▶ Supplied text:
==================================================

The most direct antecedents of the New York State county maps came from Pennsylvania. Michael Conzen cites Jason Torrey’s Map of Wayne and Pike Counties, Pennsylvania (1814) as the first county land ownership map in America. According to Conzen, “the Philadelphia geographer, John Melish, adopted Torrey’s map as a model for preparing maps of counties that would contribute to the construction of a new state map of Pennsylvania, more accurate than anything before, which he succeeded in publishing with legislative endorsement in 1822.” Because there was not sufficient demand to pay for large, expensive county maps engraved on copper plates, only a few of the individual county maps underlying Melish’s Pennsylvania state map were actually published.
At this point Robert Pearsall Smith entered the picture. Smith was another Philadelphian, the son of the socially prominent head of the Library Company of Philadelphia, John Jay Smith. Smith and his father took an interest in the new technique of anastatic printing, a form of lithography that uses zinc plates, and makes it possible to reproduce maps much more quickly and inexpensively than engraving on copper. By 1848, Smith was involved in publishing county maps of the area around Philadelphia.
Shortly after 1850, Smith started to focus his activities on New York State. Several county maps had been made of the state prior to Smith’s involvement, but the bulk of the county maps produced in New York in the 1850s were linked to Smith. Ristow chronicles in considerable detail the complex history of Smith’s involvement in the creation of county maps of New York. In a nutshell, Smith saw a business opportunity when the New York State legislature refused to sponsor a systematic survey of the state in 1852 and 1853 (an event that will be discussed in the next chapter). Smith then proposed that the legislature subsidize a project to create an improved map of the state based on a series of high-quality county maps—a project that bears a marked resemblance to the way in which Melish created his 1822 map of Pennsylvania.
In spite of extensive lobbying, Smith never did get any money out of the legislature, but he went ahead with the project anyway. Smith’s role in this enterprise was not that of a map maker or even a map publisher. What he did was commission a group of surveyors to make county maps according to his standards and specifications. The actual printing of the maps was farmed out to various publishers, mostly in Philadelphia. Smith’s involvement in these maps is generally shown only through an inconspicuous copyright statement. The upshot of this project was that, by 1859, maps had been made of 59 of New York’s 60 counties.

==================================================

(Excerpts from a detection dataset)
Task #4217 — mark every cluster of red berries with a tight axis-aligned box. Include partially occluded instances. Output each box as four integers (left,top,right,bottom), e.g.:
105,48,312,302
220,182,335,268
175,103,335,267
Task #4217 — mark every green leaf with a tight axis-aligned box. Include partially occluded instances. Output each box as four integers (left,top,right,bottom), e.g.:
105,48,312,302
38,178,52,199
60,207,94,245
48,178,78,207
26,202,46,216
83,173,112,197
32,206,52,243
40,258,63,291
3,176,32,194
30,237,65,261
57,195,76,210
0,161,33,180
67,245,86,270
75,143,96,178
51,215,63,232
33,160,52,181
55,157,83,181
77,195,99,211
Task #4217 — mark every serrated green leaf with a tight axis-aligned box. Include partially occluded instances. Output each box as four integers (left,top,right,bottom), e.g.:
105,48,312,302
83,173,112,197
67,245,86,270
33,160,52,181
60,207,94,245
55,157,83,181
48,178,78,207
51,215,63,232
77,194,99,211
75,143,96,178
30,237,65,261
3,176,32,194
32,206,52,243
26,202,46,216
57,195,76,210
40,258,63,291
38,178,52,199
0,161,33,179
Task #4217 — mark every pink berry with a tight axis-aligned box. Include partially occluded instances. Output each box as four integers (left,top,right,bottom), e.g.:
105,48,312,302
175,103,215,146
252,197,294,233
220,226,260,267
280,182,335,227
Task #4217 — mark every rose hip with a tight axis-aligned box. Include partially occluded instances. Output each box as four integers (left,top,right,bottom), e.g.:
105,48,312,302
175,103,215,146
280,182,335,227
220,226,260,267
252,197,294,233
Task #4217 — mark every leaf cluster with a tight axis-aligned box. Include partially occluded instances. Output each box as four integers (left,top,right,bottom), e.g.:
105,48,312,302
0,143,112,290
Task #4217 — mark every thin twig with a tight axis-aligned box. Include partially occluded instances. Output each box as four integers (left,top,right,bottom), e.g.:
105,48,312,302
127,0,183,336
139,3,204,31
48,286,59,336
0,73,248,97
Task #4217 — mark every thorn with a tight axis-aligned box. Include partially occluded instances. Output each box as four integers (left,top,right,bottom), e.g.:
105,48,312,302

==================================================

▶ Given exercise:
In the text on county maps, what printing technique uses zinc plates?

▶ Result of the exercise:
Anastatic printing, a form of lithography.